→ **ABOUT THIS EXERCISE**: Write out exactly the lines that run from the one containing "point: beige jacket" to the end of the entries below, with both end lines included.

Referring expression pointing data

:::

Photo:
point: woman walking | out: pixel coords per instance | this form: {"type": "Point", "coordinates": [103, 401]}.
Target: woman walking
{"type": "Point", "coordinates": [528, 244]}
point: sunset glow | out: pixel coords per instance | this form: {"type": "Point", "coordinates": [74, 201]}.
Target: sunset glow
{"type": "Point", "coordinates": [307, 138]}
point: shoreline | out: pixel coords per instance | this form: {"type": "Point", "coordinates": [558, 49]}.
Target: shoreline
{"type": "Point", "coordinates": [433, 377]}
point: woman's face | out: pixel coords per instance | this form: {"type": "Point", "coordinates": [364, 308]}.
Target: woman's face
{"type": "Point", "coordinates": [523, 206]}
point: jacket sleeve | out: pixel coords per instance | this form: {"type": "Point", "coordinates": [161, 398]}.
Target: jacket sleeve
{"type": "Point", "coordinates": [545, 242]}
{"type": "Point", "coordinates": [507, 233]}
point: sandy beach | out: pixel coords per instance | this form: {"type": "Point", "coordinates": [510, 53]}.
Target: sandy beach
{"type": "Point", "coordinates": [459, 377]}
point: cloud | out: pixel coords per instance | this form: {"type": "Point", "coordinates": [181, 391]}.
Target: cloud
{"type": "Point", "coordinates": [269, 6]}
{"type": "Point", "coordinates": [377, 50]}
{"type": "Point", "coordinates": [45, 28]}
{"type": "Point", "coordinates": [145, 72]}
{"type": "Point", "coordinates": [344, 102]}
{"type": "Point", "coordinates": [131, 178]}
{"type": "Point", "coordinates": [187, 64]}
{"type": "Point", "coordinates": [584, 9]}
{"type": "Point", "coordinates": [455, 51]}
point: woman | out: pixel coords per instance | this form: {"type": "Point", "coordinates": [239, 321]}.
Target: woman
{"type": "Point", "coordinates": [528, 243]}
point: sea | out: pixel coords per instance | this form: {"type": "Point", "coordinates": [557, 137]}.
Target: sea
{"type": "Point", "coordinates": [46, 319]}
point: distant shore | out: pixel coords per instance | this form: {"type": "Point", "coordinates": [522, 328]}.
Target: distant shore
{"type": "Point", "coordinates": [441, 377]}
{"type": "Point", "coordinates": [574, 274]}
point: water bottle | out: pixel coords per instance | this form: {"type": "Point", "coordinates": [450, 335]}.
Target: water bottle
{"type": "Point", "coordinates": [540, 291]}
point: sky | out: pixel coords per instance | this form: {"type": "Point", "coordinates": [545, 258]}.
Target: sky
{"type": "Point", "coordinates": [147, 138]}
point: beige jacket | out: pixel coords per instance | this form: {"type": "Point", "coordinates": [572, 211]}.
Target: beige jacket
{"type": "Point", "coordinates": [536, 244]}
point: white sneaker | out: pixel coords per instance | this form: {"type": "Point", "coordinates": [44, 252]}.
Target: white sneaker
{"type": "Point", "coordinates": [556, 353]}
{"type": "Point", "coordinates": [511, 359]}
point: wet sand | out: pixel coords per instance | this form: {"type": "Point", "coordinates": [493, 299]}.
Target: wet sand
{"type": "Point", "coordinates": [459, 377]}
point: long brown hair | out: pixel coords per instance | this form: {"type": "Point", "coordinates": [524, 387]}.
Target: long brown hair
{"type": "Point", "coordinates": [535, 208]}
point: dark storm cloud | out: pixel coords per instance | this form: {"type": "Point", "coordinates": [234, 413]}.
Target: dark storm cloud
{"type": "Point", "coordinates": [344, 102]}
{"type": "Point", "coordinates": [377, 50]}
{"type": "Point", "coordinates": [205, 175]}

:::

→ **ANSWER BOX**:
point: beige jacket | out: pixel coords per instance | this form: {"type": "Point", "coordinates": [572, 211]}.
Target: beige jacket
{"type": "Point", "coordinates": [536, 244]}
point: white sneaker | out: pixel coords per instance | this form: {"type": "Point", "coordinates": [44, 252]}.
Target: white sneaker
{"type": "Point", "coordinates": [556, 353]}
{"type": "Point", "coordinates": [511, 359]}
point: wet sand | out: pixel coords per instance | this form: {"type": "Point", "coordinates": [493, 299]}.
Target: wet sand
{"type": "Point", "coordinates": [459, 377]}
point: long brown hair | out: pixel coords per instance | this form: {"type": "Point", "coordinates": [524, 387]}.
Target: long brown hair
{"type": "Point", "coordinates": [535, 208]}
point: dark storm cloud | out: pixel coords per instance | this form: {"type": "Point", "coordinates": [234, 413]}.
Target: dark storm cloud
{"type": "Point", "coordinates": [344, 102]}
{"type": "Point", "coordinates": [377, 50]}
{"type": "Point", "coordinates": [205, 175]}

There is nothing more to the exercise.